Given task. Please lay out every line of the listing below as a numbered list, leaving out any blank lines.

Source data.
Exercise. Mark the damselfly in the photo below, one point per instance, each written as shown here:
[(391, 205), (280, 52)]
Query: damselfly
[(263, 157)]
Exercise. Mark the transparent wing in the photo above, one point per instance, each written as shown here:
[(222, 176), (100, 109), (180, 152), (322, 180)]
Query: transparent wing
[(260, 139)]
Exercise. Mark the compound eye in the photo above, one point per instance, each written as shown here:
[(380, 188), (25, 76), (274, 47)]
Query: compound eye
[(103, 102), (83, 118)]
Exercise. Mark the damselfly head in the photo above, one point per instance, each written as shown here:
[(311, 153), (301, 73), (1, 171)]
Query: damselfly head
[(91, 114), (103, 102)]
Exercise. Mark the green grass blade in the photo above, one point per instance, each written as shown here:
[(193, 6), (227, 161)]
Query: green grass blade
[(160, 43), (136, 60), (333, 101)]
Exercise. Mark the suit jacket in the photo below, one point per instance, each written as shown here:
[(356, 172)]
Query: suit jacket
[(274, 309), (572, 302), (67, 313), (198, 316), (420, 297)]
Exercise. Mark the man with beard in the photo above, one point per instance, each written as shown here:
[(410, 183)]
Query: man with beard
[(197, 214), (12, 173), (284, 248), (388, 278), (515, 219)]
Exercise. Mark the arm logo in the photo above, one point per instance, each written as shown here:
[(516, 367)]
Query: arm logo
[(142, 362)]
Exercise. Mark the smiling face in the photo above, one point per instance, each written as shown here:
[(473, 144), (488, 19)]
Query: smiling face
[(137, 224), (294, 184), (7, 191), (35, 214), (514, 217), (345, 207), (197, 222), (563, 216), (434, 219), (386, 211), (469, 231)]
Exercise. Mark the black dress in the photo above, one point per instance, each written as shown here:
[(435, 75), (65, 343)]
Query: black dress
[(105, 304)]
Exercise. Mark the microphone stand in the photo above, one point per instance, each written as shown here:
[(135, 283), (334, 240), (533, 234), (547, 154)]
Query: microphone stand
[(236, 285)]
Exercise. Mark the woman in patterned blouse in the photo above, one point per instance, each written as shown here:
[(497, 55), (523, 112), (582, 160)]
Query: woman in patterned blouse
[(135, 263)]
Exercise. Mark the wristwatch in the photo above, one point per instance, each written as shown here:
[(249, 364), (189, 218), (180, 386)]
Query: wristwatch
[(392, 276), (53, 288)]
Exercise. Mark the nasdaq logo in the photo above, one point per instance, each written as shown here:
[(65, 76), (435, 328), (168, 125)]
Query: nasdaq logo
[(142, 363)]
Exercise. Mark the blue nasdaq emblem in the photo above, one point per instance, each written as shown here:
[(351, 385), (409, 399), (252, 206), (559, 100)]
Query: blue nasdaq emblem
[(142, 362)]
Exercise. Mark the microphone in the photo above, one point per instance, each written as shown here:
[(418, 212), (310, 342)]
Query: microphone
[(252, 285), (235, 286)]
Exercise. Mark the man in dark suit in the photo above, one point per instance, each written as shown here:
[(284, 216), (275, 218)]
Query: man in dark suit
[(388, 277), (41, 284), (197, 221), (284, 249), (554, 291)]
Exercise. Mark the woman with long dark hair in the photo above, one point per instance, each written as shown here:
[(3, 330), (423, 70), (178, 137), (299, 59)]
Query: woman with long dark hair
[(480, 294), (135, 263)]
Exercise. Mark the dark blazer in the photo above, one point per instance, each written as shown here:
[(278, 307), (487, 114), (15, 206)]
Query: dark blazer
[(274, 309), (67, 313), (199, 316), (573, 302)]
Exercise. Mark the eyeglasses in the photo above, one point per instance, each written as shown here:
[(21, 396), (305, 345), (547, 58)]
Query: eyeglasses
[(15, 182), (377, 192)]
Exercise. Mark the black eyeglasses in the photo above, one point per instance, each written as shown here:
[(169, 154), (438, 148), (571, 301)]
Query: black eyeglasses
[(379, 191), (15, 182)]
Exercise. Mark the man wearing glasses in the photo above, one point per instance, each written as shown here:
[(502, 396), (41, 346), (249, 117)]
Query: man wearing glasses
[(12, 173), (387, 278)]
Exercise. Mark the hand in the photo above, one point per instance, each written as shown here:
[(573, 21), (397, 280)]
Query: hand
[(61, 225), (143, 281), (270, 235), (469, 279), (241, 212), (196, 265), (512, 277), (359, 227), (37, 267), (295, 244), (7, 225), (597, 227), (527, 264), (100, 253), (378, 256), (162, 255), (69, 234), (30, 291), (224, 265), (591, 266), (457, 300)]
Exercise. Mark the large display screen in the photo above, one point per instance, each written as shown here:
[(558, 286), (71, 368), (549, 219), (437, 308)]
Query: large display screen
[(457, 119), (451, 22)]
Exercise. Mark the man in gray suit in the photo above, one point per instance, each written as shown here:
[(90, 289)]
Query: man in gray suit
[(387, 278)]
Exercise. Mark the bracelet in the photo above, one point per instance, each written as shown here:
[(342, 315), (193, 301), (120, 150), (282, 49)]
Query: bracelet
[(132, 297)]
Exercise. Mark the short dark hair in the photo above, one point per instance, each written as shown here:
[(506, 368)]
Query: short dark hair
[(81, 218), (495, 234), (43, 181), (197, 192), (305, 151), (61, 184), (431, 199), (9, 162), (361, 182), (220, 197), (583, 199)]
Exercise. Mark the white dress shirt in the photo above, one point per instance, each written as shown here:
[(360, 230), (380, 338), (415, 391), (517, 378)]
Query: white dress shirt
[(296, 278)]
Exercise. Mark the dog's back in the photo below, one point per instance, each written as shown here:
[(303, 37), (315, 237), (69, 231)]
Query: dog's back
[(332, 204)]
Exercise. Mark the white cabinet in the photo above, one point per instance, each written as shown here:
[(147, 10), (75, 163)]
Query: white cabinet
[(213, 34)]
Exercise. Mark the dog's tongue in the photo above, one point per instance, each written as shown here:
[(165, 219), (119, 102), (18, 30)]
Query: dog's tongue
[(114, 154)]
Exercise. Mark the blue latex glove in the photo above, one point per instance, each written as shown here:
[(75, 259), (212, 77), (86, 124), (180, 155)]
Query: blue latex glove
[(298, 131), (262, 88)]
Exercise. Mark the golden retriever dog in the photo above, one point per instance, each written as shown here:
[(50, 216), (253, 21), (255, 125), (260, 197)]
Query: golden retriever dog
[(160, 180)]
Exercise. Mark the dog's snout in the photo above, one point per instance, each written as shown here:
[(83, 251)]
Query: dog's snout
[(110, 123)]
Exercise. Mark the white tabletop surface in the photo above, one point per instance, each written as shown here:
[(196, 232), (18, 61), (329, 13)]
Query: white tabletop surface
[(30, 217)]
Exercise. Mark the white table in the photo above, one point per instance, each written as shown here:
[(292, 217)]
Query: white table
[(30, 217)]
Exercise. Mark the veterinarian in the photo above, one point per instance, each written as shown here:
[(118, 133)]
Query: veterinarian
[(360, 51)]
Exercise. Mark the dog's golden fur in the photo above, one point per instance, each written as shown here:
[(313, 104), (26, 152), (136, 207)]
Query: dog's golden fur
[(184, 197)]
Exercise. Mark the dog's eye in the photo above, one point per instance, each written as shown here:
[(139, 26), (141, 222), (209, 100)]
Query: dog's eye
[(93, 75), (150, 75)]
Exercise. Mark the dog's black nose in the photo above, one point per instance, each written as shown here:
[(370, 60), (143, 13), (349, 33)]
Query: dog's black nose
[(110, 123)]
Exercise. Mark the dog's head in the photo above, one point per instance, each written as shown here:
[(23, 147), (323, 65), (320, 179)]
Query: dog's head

Solution for this exercise.
1. Exercise. Mark the damselfly in the photo below, one point per instance, each written as shown here:
2. [(391, 205), (280, 52)]
3. Query: damselfly
4. [(263, 157)]
5. Exercise. Mark the transparent wing in the photo above, one point per instance, each written as shown here:
6. [(222, 176), (100, 109), (180, 152), (322, 180)]
7. Query: transparent wing
8. [(260, 139)]
9. Exercise. Mark the compound eye in the photo above, one point per instance, each written as shown here:
10. [(380, 188), (25, 76), (274, 47)]
11. Query: compound eye
12. [(103, 102), (83, 118)]
13. Exercise. Mark the damselfly head in the photo above, one point per instance, each written as shown here:
14. [(311, 153), (301, 73), (1, 171)]
15. Query: damselfly head
16. [(91, 114), (103, 102)]
17. Exercise. Mark the green grass blade in the photo above, one point per instance, each written as shown here:
18. [(193, 6), (227, 161)]
19. Query: green grass blade
20. [(160, 43), (136, 60), (333, 101)]
21. Exercise. Mark the suit jacket in the photo below, one point per instance, each written as shown here:
22. [(356, 172)]
23. Query: suit jacket
24. [(274, 309), (572, 302), (67, 313), (198, 316), (420, 297)]
25. Exercise. Mark the man with beard in the photo above, one point per instance, each written as shown here:
26. [(410, 183)]
27. Query: man with beard
28. [(197, 214), (12, 173), (284, 248), (388, 278), (515, 219)]
29. Exercise. Mark the arm logo in the photo above, one point per instance, each written as shown here:
30. [(516, 367)]
31. Query: arm logo
32. [(142, 362)]
33. Exercise. Mark the smiling face in the photo above, one point per instance, each written as shown here:
34. [(473, 144), (488, 19)]
35. Query: smiling face
36. [(137, 224), (294, 184), (7, 191), (35, 214), (514, 217), (345, 207), (197, 222), (563, 216), (434, 219), (386, 211), (469, 231)]
37. Exercise. Mark the black dress in the photo above, one point per instance, each written as shown here:
38. [(435, 75), (65, 343)]
39. Query: black dress
40. [(105, 304)]
41. Exercise. Mark the microphone stand in the photo above, one point per instance, each written as shown here:
42. [(135, 283), (334, 240), (533, 234), (547, 154)]
43. Query: microphone stand
44. [(236, 285)]
45. Exercise. Mark the woman in patterned blouse in the photo above, one point per instance, each written as shown here:
46. [(497, 55), (523, 112), (582, 160)]
47. Query: woman in patterned blouse
48. [(135, 263)]
49. Exercise. Mark the wristwatch in the photo above, one point per instance, each written as shown here:
50. [(249, 364), (189, 218), (180, 386)]
51. Query: wristwatch
52. [(392, 276), (53, 288)]
53. Exercise. Mark the nasdaq logo in the photo above, one point per instance, each written as shown here:
54. [(65, 76), (435, 328), (168, 125)]
55. Query: nasdaq logo
56. [(142, 363)]
57. Exercise. Mark the blue nasdaq emblem in the photo above, one point per instance, each written as shown here:
58. [(351, 385), (409, 399), (252, 206), (559, 100)]
59. Query: blue nasdaq emblem
60. [(142, 362)]
61. Exercise. Mark the microphone in the photo above, one point per instance, each written as shown here:
62. [(418, 212), (310, 342)]
63. Query: microphone
64. [(252, 285), (235, 286)]
65. Exercise. Mark the man in dark suit in the photo above, one point per instance, each written as shown here:
66. [(284, 216), (275, 218)]
67. Query: man in dark suit
68. [(388, 277), (41, 284), (197, 221), (284, 249), (554, 291)]
69. Exercise. Mark the woman with long dark hair in the photo above, one point per instance, each written as shown here:
70. [(3, 330), (423, 70), (178, 137), (299, 59)]
71. Query: woman with long dark hair
72. [(480, 294), (135, 263)]
73. Exercise. Mark the dark blazer in the photo above, one point per instance, each written as shown here:
74. [(278, 307), (487, 114), (15, 206)]
75. Query: dark blazer
76. [(274, 309), (67, 313), (199, 316), (573, 302)]
77. Exercise. Mark the eyeglasses in the photo above, one point per instance, each written as shown here:
78. [(21, 396), (305, 345), (547, 58)]
79. Query: eyeglasses
80. [(15, 182), (377, 192)]
81. Exercise. Mark the black eyeglasses in the photo above, one point per instance, each written as shown here:
82. [(169, 154), (438, 148), (571, 301)]
83. Query: black eyeglasses
84. [(379, 191), (15, 182)]
85. Exercise. Mark the man wearing glasses in the photo above, one point per instance, each written as shown here:
86. [(502, 396), (41, 346), (249, 117)]
87. Query: man wearing glasses
88. [(12, 173), (387, 278)]
89. Exercise. Mark the hand in the photo above, one point per instance, each written as shown here:
90. [(573, 21), (397, 280)]
91. Query: hand
92. [(61, 225), (143, 281), (270, 235), (469, 279), (241, 212), (196, 265), (512, 277), (359, 227), (37, 267), (295, 244), (7, 225), (597, 227), (527, 264), (100, 253), (378, 256), (162, 255), (69, 234), (30, 291), (224, 265), (591, 266), (457, 300)]
93. Exercise. Mark the large display screen in the photo above, one point per instance, each written as shown here:
94. [(558, 286), (71, 368), (549, 219), (437, 308)]
95. Query: large display screen
96. [(457, 119), (451, 22)]
97. Exercise. Mark the man in gray suit in the photo above, one point per instance, each written as shown here:
98. [(90, 289)]
99. Query: man in gray suit
100. [(387, 278)]
101. Exercise. Mark the bracelet in the photo above, one point per instance, each written as shown here:
102. [(342, 315), (193, 301), (120, 150), (282, 49)]
103. Query: bracelet
104. [(132, 297)]
105. Exercise. Mark the short dark hair in the photo above, one point per instance, each written as shown here:
106. [(506, 368)]
107. Query: short dark hair
108. [(81, 218), (495, 234), (43, 181), (197, 192), (305, 151), (61, 184), (431, 199), (9, 162), (361, 182), (220, 197), (583, 199)]
109. Exercise. Mark the white dress shirt in the photo above, one point per instance, each written as shown here:
110. [(360, 230), (380, 338), (415, 391), (517, 378)]
111. Query: white dress shirt
112. [(296, 278)]
113. Exercise. Mark the dog's back in the photo below, one point per instance, each written as shown here:
114. [(303, 37), (315, 237), (69, 231)]
115. Query: dog's back
116. [(332, 204)]
117. Exercise. Mark the white cabinet in the photo above, one point per instance, each written as shown here:
118. [(147, 10), (75, 163)]
119. Query: white cabinet
120. [(213, 34)]
121. Exercise. Mark the dog's tongue in the photo above, one point per instance, each written as shown here:
122. [(165, 219), (119, 102), (18, 30)]
123. Query: dog's tongue
124. [(114, 154)]
125. Exercise. Mark the blue latex glove in the photo above, one point per instance, each written as shown here:
126. [(75, 259), (212, 77), (86, 124), (180, 155)]
127. Query: blue latex glove
128. [(298, 131), (262, 88)]
129. Exercise. Mark the golden retriever dog in the photo above, one point per instance, each written as shown here:
130. [(50, 216), (253, 21), (255, 125), (260, 197)]
131. Query: golden retriever dog
132. [(160, 180)]
133. Exercise. Mark the dog's snout in the photo above, one point per instance, each written as shown here:
134. [(83, 251)]
135. Query: dog's snout
136. [(110, 123)]
137. Exercise. Mark the white tabletop surface in the photo above, one point per instance, each written as shown here:
138. [(196, 232), (18, 61), (329, 13)]
139. Query: white tabletop surface
140. [(30, 217)]
141. Exercise. Mark the white table in the photo above, one point per instance, each written as shown here:
142. [(292, 217)]
143. Query: white table
144. [(30, 217)]
145. Exercise. Mark the veterinarian in the photo above, one point per instance, each written as shown here:
146. [(118, 133)]
147. Query: veterinarian
148. [(360, 51)]
149. Exercise. Mark the dog's golden fur in the photo above, one point per instance, each written as shown here:
150. [(313, 104), (26, 152), (136, 207)]
151. Query: dog's golden fur
152. [(184, 197)]
153. Exercise. Mark the dog's eye in the photo above, one point per instance, each written as shown here:
154. [(139, 26), (141, 222), (209, 100)]
155. Query: dog's eye
156. [(93, 75), (150, 75)]
157. Exercise. Mark the dog's black nose in the photo above, one point per instance, each written as shown here:
158. [(370, 60), (143, 13), (349, 33)]
159. Query: dog's black nose
160. [(110, 123)]
161. Exercise. Mark the dog's head in the photo above, one point per instance, each written as shown here:
162. [(23, 147), (323, 65), (320, 179)]
163. Query: dog's head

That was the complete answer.